Which lines run from the one containing "Would you be able to point at the tree canopy" to the end of the entries below? Retype exactly those, both ends included.
----------------------------------------
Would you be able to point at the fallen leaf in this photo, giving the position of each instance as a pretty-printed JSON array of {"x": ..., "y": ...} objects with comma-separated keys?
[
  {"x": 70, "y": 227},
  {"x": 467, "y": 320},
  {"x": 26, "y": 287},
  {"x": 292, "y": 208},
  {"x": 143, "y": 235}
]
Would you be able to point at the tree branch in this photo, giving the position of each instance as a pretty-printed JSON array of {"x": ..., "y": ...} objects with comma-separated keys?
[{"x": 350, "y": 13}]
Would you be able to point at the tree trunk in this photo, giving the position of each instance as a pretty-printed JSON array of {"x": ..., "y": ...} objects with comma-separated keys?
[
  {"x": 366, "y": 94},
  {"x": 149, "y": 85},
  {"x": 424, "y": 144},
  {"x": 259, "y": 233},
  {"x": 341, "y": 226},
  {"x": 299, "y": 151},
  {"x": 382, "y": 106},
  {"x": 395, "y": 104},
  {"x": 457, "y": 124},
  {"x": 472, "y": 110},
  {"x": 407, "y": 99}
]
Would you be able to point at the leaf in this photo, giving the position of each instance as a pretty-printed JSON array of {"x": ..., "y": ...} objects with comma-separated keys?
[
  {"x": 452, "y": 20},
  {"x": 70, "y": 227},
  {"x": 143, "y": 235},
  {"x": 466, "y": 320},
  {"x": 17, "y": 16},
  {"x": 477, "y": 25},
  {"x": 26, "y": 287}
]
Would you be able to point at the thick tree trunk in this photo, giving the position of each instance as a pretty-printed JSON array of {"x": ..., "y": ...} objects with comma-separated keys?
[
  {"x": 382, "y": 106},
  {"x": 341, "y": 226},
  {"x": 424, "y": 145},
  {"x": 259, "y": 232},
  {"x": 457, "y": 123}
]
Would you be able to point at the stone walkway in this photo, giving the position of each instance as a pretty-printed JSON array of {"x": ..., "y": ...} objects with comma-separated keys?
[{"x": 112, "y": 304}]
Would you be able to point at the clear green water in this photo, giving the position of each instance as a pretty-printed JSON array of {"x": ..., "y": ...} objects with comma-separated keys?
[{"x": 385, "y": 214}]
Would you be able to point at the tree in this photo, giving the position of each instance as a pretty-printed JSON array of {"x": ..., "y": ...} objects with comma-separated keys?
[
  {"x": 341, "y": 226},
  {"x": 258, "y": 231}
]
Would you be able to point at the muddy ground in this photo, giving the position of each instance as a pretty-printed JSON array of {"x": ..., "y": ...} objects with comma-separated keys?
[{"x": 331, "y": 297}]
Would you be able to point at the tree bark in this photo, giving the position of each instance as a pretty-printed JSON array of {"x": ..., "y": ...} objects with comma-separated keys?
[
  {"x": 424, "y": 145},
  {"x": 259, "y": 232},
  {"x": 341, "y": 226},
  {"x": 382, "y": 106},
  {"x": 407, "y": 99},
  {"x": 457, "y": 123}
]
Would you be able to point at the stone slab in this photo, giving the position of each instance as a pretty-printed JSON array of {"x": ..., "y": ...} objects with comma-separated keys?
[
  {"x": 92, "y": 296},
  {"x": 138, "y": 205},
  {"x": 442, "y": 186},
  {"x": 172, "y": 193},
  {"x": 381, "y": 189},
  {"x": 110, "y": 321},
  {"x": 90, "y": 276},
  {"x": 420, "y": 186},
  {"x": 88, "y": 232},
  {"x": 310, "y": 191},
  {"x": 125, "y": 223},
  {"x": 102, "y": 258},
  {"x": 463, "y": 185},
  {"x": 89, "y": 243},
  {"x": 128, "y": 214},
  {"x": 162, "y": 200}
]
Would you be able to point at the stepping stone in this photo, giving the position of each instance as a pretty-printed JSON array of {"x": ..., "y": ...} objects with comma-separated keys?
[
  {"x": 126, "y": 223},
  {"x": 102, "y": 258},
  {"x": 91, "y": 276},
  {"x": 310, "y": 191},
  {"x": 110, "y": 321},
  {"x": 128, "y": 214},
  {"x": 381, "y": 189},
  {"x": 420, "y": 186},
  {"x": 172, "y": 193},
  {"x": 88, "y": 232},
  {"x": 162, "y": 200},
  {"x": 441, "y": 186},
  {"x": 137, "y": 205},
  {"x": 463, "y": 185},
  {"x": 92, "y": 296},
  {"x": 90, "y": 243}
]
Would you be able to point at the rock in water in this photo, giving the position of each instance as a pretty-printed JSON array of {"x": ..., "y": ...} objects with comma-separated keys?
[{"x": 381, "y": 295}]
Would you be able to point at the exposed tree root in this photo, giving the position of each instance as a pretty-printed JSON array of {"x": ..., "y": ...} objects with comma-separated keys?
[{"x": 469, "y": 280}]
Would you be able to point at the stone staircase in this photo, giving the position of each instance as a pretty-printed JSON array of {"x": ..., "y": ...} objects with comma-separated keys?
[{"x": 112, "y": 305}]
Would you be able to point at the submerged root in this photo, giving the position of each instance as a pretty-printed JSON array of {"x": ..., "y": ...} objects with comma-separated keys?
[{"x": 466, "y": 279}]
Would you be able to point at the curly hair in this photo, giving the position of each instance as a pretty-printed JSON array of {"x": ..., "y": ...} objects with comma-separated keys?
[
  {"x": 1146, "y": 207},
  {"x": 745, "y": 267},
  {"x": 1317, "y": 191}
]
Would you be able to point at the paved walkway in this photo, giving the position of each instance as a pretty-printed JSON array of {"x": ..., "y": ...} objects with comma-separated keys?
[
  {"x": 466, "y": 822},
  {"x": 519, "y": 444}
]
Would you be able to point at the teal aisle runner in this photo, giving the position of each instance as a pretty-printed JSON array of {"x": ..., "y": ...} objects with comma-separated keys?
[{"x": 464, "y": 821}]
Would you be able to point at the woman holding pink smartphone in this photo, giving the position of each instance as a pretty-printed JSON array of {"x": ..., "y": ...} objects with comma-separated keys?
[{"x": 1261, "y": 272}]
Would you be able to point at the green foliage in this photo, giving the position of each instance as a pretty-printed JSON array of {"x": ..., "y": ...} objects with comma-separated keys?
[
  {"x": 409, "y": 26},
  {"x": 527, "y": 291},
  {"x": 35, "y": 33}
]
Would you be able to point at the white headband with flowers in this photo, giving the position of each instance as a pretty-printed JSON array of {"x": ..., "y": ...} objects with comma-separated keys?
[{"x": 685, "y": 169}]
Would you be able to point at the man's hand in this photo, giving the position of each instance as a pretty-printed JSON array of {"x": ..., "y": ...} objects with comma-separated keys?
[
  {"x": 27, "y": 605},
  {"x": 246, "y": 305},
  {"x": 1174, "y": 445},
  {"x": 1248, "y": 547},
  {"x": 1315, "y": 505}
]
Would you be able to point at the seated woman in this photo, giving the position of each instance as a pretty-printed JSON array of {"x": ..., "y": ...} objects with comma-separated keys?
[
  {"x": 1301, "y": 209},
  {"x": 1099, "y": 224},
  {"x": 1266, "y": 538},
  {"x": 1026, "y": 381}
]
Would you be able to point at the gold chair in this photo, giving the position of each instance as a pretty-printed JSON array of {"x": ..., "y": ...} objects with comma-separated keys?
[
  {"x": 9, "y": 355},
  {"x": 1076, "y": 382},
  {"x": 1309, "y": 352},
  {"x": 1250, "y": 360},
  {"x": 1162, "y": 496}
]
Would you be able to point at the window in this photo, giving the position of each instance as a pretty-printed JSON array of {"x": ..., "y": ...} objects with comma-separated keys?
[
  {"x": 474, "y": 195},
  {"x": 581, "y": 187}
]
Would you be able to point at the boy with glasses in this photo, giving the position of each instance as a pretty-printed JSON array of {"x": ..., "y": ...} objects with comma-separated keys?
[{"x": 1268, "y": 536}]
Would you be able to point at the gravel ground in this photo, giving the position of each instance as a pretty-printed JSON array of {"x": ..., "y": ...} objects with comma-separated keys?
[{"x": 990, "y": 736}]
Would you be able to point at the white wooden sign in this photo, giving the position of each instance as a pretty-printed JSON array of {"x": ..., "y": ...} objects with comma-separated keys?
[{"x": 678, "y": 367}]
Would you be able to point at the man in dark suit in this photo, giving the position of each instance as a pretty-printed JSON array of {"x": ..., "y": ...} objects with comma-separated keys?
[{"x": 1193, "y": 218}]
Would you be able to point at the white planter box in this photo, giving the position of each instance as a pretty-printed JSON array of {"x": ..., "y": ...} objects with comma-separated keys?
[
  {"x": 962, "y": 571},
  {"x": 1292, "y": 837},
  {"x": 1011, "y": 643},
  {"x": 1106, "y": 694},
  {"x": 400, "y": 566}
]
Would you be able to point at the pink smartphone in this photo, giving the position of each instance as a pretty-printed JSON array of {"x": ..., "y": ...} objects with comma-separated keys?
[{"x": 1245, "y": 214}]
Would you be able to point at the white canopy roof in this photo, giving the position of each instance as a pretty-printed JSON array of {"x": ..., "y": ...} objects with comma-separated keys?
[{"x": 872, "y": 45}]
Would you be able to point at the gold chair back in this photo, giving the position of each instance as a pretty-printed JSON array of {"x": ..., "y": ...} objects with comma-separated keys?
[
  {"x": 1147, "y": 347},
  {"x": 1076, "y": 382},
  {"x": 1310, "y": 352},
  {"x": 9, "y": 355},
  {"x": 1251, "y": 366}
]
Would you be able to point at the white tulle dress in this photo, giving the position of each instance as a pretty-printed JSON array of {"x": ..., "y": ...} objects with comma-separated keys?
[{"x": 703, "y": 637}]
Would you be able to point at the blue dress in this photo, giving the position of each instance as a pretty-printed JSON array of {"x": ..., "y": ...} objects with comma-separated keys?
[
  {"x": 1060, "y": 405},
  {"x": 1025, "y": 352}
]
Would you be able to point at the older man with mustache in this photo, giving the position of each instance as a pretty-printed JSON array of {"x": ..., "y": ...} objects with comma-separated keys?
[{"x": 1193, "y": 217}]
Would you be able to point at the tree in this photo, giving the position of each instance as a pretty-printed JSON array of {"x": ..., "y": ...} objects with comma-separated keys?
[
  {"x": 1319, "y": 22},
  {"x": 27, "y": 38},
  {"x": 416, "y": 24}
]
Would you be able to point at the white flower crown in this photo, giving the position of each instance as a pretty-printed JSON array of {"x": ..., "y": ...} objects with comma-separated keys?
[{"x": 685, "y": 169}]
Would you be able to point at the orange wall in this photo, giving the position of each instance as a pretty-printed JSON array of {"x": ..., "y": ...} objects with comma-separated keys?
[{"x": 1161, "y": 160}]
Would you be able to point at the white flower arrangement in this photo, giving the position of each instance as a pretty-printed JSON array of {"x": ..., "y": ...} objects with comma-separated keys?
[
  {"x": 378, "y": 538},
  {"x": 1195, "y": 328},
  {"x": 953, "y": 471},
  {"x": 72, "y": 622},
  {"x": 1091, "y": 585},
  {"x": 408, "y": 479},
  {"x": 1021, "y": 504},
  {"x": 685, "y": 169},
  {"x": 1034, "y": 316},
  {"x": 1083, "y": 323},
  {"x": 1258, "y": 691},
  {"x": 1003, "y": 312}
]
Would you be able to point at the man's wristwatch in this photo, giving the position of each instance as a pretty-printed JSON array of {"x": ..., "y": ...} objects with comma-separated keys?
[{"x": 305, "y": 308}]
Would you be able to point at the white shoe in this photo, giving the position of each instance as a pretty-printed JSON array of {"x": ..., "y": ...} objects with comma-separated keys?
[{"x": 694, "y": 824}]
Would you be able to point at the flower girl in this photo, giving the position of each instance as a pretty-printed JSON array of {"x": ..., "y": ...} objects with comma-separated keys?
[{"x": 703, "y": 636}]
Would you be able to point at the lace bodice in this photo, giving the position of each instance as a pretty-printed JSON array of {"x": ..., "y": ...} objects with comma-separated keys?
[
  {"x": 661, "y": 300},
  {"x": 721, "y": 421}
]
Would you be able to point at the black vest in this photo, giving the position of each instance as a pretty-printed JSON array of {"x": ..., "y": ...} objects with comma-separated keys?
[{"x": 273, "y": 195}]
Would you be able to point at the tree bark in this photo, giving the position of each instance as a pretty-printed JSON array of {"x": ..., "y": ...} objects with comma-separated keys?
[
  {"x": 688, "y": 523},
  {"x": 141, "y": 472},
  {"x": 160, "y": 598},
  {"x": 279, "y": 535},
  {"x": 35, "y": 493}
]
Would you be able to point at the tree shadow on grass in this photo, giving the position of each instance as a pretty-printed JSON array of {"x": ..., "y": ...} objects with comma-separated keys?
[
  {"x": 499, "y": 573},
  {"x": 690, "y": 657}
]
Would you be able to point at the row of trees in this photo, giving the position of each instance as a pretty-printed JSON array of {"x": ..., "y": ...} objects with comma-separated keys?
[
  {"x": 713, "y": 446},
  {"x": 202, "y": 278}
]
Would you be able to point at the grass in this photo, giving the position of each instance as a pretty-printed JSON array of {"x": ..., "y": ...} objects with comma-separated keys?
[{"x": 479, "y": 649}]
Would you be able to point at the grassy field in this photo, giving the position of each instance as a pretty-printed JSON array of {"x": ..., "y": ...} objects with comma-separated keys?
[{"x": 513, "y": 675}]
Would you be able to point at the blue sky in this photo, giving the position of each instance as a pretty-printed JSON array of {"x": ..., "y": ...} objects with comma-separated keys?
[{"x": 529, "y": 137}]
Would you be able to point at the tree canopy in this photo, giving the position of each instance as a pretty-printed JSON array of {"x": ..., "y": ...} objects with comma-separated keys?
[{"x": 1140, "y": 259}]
----------------------------------------
— SOLUTION —
Would you be able to point at the tree canopy in this photo, giving the position of each instance as a pretty-printed JSON array of {"x": ..., "y": ...} objects with comma-separated keys?
[{"x": 1140, "y": 259}]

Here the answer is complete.